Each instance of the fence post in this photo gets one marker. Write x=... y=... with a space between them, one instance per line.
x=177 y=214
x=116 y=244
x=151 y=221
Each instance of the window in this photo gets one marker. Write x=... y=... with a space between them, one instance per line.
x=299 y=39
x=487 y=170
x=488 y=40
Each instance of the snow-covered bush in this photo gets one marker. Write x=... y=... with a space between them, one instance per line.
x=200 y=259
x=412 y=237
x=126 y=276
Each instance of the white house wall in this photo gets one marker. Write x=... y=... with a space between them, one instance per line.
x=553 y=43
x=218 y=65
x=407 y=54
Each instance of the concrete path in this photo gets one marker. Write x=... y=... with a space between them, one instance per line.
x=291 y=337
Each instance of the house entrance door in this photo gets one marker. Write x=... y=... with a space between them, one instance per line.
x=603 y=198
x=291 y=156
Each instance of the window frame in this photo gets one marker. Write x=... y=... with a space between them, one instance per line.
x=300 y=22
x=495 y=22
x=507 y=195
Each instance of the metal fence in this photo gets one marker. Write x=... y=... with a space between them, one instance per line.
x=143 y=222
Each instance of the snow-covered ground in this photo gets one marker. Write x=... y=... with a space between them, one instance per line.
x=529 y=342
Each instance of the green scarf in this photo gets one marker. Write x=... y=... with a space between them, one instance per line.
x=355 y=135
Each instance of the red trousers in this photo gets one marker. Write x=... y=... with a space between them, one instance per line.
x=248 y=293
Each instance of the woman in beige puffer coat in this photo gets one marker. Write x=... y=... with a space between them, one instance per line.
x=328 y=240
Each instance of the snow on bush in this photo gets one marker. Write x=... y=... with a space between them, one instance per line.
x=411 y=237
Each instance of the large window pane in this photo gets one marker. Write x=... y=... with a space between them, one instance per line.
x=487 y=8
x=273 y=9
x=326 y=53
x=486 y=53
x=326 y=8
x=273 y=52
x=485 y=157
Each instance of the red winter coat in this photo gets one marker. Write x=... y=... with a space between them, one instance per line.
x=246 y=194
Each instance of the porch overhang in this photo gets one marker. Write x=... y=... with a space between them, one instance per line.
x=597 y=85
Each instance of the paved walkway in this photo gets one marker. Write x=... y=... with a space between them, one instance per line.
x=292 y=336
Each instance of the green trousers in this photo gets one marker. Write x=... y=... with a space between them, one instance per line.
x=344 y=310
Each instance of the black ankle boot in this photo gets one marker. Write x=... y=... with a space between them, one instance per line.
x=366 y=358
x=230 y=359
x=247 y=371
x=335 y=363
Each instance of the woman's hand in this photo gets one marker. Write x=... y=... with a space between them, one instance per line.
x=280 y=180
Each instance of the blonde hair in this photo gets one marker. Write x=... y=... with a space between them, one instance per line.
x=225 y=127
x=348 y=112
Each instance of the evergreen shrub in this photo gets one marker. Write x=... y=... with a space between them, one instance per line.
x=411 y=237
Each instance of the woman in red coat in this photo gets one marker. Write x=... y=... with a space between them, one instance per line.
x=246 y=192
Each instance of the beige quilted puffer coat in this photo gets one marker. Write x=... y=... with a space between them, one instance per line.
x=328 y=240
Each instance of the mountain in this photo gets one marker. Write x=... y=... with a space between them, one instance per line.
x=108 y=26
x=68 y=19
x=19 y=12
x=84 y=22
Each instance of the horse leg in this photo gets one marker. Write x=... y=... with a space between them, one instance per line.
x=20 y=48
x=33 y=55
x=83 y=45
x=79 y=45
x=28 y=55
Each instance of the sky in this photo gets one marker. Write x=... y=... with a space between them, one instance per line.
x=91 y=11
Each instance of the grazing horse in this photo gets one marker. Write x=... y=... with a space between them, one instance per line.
-------------------------
→ What the task asks:
Repeat every record above. Each one must match exactly.

→ Exercise result:
Each instance of the fence post in this photo gets one marker. Write x=... y=... with a space between them, one instance per line.
x=177 y=214
x=116 y=244
x=151 y=221
Each instance of the window in this photo gets one marker. Write x=... y=... with a space between them, one instance per line.
x=299 y=39
x=487 y=170
x=488 y=40
Each instance of the snow-covered bush in this photo gets one marker. Write x=... y=... with a space between them, one instance per line.
x=200 y=259
x=412 y=237
x=126 y=276
Each instance of the white house wall in this photo gets one marker. Write x=... y=... with a space between them, one instance per line.
x=553 y=43
x=218 y=65
x=407 y=54
Each instance of the concrete path in this photo gets one marker. Write x=... y=... with a space between them, one instance per line.
x=291 y=337
Each instance of the house entrance door in this photo gets one marker. Write x=... y=... with a space between them, one instance per line.
x=603 y=198
x=291 y=156
Each instance of the window frame in this photo gets one marker. Write x=... y=... with a space between them, one instance per line.
x=300 y=22
x=495 y=22
x=507 y=195
Each instance of the metal fence in this photo gets one marker. Write x=... y=... with a space between them, one instance per line.
x=143 y=222
Each instance of the snow-covered ground in this photo gets one marker. Write x=... y=... with a space between them, one instance per line.
x=529 y=342
Each instance of the green scarf in this photo gets one marker. Write x=... y=... with a space between them, one instance per line.
x=355 y=135
Each instance of the red trousers in this photo gets one marker. Write x=... y=... with a space between them, one instance per line.
x=248 y=293
Each instance of the woman in beige puffer coat in this photo gets one marker. Write x=... y=... with a space between them, one instance per line.
x=328 y=240
Each instance of the snow on bush in this photo gets one marker. Write x=... y=... with a space between them, one instance per line.
x=411 y=237
Each instance of the large window pane in this photo gets one marker. Write x=... y=... with a space between them, one instance per line.
x=487 y=8
x=273 y=9
x=326 y=53
x=486 y=53
x=326 y=8
x=273 y=52
x=485 y=157
Each instance of the red winter coat in this photo gets one marker. Write x=... y=... with a space between them, one instance per line.
x=246 y=194
Each instance of the porch overhang in this photo gets one marker. Write x=... y=... with a space between them, one instance per line.
x=597 y=85
Each instance of the paved walkway in this photo gets one marker. Write x=... y=... with a space between them, one instance per line.
x=292 y=336
Each instance of the green trousers in this photo gets one marker. Write x=... y=... with a space between them, one instance per line.
x=344 y=310
Each instance of the black ankle boot in this photo gets one marker. Write x=... y=... with a space between them, one instance per line.
x=366 y=358
x=230 y=359
x=247 y=371
x=335 y=363
Each instance of the woman's hand in this photo gets one marker. Write x=... y=... with a space between them, one instance per line.
x=280 y=180
Each instance of the blonde hair in this photo gets one marker. Write x=... y=... with a space between them, one instance per line.
x=225 y=127
x=348 y=112
Each instance of the evergreen shrub in this photo gets one marker. Write x=... y=... with a space between them, one instance per line.
x=411 y=237
Each instance of the woman in red coat in this photo gets one marker. Write x=... y=... with a space between them, one instance per line.
x=246 y=192
Each instance of the beige quilted puffer coat in this photo gets one marker. Write x=... y=... with a space between them, one instance per line.
x=328 y=240
Each instance of the mountain in this photo gets one marker. Write x=... y=... with a space between them, one instance per line.
x=108 y=26
x=68 y=19
x=19 y=12
x=84 y=22
Each instance of the horse leg in this photo gets one marker. Write x=... y=... with a space between them, one instance per line.
x=20 y=48
x=33 y=55
x=83 y=45
x=79 y=45
x=28 y=55
Each instance of the sky in this photo gets one marker. Write x=... y=... with a space between them, one instance per line.
x=91 y=11
Each instance of the grazing horse in this photo gets one marker. Write x=... y=... with a space between them, one instance per line.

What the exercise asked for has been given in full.